PROBLEM DETAILS — Output all the material that follows, exactly as given.

SOURCE DATA —
+++++
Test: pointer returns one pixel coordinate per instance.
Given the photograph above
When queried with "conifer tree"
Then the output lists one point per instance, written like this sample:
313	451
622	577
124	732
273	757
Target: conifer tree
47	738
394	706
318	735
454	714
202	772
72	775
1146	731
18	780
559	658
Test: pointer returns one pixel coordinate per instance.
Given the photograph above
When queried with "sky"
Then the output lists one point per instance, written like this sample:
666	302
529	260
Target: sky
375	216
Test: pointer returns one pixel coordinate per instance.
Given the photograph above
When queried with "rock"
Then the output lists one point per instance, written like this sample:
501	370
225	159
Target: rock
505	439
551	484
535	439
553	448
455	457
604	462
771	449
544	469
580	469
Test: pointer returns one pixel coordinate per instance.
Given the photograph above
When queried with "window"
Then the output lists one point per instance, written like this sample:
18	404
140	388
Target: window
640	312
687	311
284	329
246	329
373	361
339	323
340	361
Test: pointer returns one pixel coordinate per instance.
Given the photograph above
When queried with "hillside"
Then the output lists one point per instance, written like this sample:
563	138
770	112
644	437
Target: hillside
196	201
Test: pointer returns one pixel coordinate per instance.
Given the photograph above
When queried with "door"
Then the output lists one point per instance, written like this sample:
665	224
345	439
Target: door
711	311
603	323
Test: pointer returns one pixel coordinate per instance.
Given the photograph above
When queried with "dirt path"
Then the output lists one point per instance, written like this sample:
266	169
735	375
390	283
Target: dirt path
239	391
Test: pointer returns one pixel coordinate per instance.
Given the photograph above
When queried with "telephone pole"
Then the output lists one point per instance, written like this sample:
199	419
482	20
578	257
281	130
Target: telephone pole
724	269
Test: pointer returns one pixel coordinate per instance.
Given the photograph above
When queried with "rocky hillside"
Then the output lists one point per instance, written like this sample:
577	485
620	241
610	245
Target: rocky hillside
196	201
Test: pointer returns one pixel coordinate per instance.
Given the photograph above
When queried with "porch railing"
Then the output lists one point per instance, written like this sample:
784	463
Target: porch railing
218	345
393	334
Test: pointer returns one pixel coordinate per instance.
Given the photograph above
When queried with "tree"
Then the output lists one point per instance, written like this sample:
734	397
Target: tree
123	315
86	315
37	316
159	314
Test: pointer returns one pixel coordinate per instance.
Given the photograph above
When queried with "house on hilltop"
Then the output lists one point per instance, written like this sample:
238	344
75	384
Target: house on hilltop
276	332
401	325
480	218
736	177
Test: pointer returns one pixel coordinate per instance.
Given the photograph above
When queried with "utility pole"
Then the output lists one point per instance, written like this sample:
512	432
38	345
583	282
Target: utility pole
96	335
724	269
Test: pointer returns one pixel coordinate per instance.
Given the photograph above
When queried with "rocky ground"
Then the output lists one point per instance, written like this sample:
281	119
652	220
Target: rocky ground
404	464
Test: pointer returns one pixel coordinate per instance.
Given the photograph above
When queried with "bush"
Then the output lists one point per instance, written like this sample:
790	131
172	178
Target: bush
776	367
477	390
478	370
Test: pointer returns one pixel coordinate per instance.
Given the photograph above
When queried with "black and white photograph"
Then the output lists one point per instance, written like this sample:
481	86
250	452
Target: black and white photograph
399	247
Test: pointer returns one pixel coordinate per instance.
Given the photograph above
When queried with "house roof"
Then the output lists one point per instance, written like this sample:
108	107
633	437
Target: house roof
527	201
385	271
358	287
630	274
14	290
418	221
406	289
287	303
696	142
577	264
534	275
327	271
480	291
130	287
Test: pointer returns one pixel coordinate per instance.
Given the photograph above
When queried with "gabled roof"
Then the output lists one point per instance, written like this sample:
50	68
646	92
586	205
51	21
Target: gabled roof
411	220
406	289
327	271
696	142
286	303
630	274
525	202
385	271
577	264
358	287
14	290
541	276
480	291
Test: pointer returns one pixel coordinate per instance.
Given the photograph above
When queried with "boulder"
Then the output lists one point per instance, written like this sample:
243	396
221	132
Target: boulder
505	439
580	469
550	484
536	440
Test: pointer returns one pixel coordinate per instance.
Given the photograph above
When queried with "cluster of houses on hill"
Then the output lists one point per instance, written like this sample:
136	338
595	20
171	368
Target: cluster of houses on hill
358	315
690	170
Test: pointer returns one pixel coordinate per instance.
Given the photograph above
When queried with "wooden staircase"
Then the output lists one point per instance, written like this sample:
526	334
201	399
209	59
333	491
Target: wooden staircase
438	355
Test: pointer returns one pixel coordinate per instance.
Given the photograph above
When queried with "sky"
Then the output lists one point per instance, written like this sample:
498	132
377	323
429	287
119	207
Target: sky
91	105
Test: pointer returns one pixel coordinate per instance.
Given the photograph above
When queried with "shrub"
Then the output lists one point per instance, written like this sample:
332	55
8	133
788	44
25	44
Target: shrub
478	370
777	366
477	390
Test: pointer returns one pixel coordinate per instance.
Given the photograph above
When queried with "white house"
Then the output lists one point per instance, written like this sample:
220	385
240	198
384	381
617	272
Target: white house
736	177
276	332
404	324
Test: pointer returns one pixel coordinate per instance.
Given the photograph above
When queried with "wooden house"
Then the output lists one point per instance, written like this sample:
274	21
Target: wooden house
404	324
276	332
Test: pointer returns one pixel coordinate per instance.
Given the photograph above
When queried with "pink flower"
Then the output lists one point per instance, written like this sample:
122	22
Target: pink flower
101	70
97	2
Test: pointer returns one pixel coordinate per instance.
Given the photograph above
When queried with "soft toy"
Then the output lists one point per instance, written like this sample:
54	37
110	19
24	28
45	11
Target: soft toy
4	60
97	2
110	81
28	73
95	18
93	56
+++++
THE RESPONSE —
Test: pointer returns one pixel coordinate per instance.
Given the photograph above
When queried with "conifer tree"
Then the output lists one point per instance, written like this sample:
313	451
622	577
124	732
273	757
Target: conifer tree
47	738
394	706
318	735
454	714
202	772
72	775
1146	731
18	780
559	658
Test: pointer returns one pixel coordinate per instance.
Given the photograph above
When queried with "sky"
Then the output lists one point per instance, written like this sample:
666	302
529	260
Target: sky
375	216
Test: pointer returns one pixel coordinate per instance.
Given the photograph above
When queried with "rock"
Then the output lists one point per instance, written like this sample:
501	370
225	159
Target: rock
505	439
551	484
535	439
553	448
455	457
604	462
771	449
544	469
580	469
Test: pointer returns one pixel coordinate per instance.
Given the photograph above
When queried with "window"
Then the output lists one point per instance, written like this sample:
18	404
140	388
Target: window
640	312
687	311
284	329
246	329
373	361
339	323
340	361
Test: pointer returns one pixel coordinate per instance.
Given the photograph above
When queried with "hillside"
Then the output lists one point per instance, written like this sample:
563	138
770	112
644	437
Target: hillside
196	201
Test: pointer returns one pixel coordinate per instance.
Given the photograph above
When queried with "door"
Then the output lists one point per instance, written like this sample:
665	224
345	439
Target: door
711	311
603	323
Test: pointer returns one pixel coordinate per instance.
Given the photograph above
When queried with "dirt path"
Then the output lists one point per instance, written like this sample:
266	169
735	375
390	283
Target: dirt path
239	391
Test: pointer returns one pixel coordinate per instance.
Given the photograph above
When queried with "telephone pole"
Then the output lists one point per instance, written like this sample:
199	419
482	20
578	257
281	130
Target: telephone pole
724	269
Test: pointer returns one pixel coordinate per instance.
Given the photograph above
When queried with "rocky hillside"
Then the output lists one point per instance, written like this sample:
577	485
620	241
610	245
Target: rocky hillside
196	201
Test: pointer returns one pixel coordinate per instance.
Given the photograph above
When queried with "porch railing"
Then the output lists one point per instance, written like this sample:
784	463
Target: porch railing
218	345
393	334
Test: pointer returns one pixel coordinate per instance.
Given the photograph above
When queried with "tree"
Then the output lists one point per instance, written like this sample:
734	397
Target: tree
123	315
86	315
37	316
159	314
Test: pointer returns one pixel coordinate per instance.
Given the photograph above
When queried with "house on hilltop"
Then the output lists one point per instance, written like this sample:
238	344
75	384
Target: house on hilltop
276	332
401	325
480	218
736	177
Test: pointer returns one pixel coordinate per instance.
Given the photograph above
When queried with "utility pole"
Then the output lists one point per instance, written like this sample:
512	432
38	345
583	282
Target: utility pole
96	335
724	269
Test: pointer returns one pixel coordinate per instance.
Given the photograph above
When queried with "rocky ground"
Then the output lists one point per instance, written like this sample:
281	119
652	220
Target: rocky ground
404	464
Test: pointer returns one pixel coordinate per instance.
Given the photograph above
When queried with "bush"
Then the output lists one point per instance, written like this sample:
790	131
172	178
Target: bush
776	367
477	390
478	370
Test: pointer returns one pixel coordinate per instance.
Given the photograph above
When queried with "black and white photograph"
Then the output lists one point per instance, written like this sample:
481	86
250	452
Target: black and white photograph
399	247
Test: pointer returns one pixel coordinate per instance.
Given the photograph above
When queried with "house roof"
Then the output lists one point per instance, written like this sample:
108	107
633	437
Target: house roof
527	201
385	271
358	287
630	274
14	290
418	221
406	289
287	303
696	142
577	264
534	275
327	271
480	291
130	287
Test: pointer returns one pixel coordinate per instance.
Given the photograph above
When queried with "gabled roof"
Then the output lists one point per instance, written like this sample:
50	68
646	92
586	205
51	21
Target: gabled roof
411	220
406	289
327	271
696	142
286	303
630	274
525	202
385	271
577	264
358	287
14	290
541	276
480	291
Test: pointer returns one pixel coordinate per instance.
Given the photograph above
When queried with "boulder"
Then the output lists one point per instance, written like this sample:
243	396
221	132
Target: boulder
505	439
580	469
550	484
536	440
Test: pointer returns one pixel coordinate per instance.
Given the photograph above
When queried with "cluster of houses on hill"
Then the output lists one point per instance, written like this sample:
136	338
595	20
171	368
Target: cluster of houses on hill
358	315
690	170
Test: pointer returns one pixel coordinate per instance.
Given the photograph above
When queried with "wooden staircase"
Then the output lists one point per instance, written like this sample:
526	334
201	399
209	59
333	491
Target: wooden staircase
438	355
Test: pointer returns one pixel coordinate per instance.
Given the photograph above
When queried with "sky"
Then the output lists one point per instance, written like this sample:
498	132
377	323
429	287
119	207
Target: sky
91	105
Test: pointer returns one pixel coordinate per instance.
Given the photograph above
When queried with "shrub"
Then the output lists one point per instance, written like this sample:
332	55
8	133
788	44
25	44
Target: shrub
478	370
777	366
477	390
Test: pointer returns one pixel coordinate per instance.
Given the photograph above
When queried with "white house"
Then the output lists one point per instance, written like this sample:
220	385
240	198
384	381
617	272
Target: white house
736	177
276	332
404	324
Test: pointer returns one pixel coordinate per instance.
Given the photograph above
When queried with "wooden house"
Then the output lists one point per instance, written like this sample:
274	21
Target: wooden house
404	324
276	332
Test: pointer returns one pixel coordinate per instance.
Given the photograph above
When queried with "pink flower"
Then the output lists one point per instance, written like this sample:
122	22
Target: pink flower
101	70
97	2
Test: pointer returns one pixel coordinate per instance.
Given the photograph above
When queried with "soft toy"
Then the output lists one point per instance, written like this sample:
54	37
110	19
24	28
45	11
Target: soft toy
4	60
97	2
110	81
28	73
95	18
93	56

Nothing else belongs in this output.